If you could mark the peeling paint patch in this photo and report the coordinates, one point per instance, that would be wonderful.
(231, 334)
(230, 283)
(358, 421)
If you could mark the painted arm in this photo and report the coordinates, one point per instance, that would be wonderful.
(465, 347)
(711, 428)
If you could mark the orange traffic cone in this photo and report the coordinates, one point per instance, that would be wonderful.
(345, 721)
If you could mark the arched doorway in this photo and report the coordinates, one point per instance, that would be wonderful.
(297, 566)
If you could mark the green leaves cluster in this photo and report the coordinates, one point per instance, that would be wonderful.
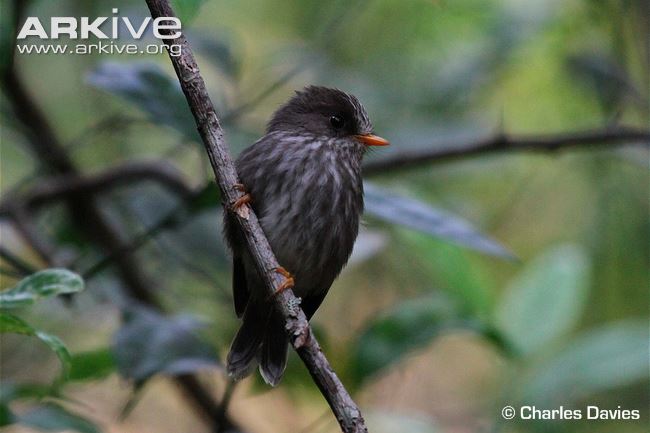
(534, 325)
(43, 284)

* * *

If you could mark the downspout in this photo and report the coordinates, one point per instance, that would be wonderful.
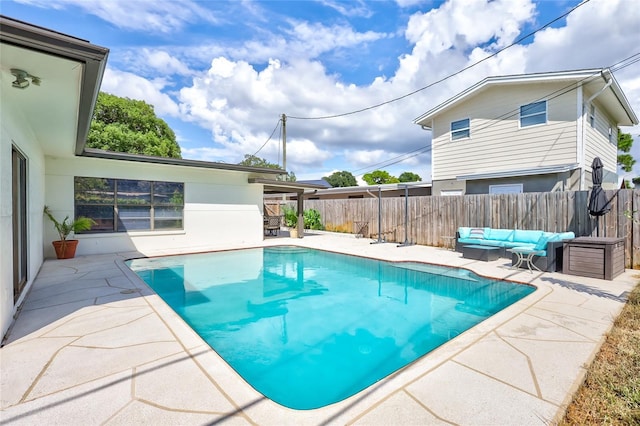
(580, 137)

...

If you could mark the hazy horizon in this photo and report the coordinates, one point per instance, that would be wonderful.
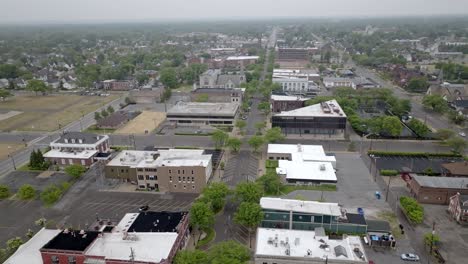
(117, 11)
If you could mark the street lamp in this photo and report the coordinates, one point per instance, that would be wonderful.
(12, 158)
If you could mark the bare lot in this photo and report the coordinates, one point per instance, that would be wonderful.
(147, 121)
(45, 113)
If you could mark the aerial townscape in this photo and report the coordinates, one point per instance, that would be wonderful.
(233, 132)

• [Instruções]: Transcreva cada linha das entradas acima em que aparece a palavra "traffic".

• [Resultado da tarefa]:
If you could mark the orange traffic cone in this photo and report the coordinates, one point per instance, that would be wonderful.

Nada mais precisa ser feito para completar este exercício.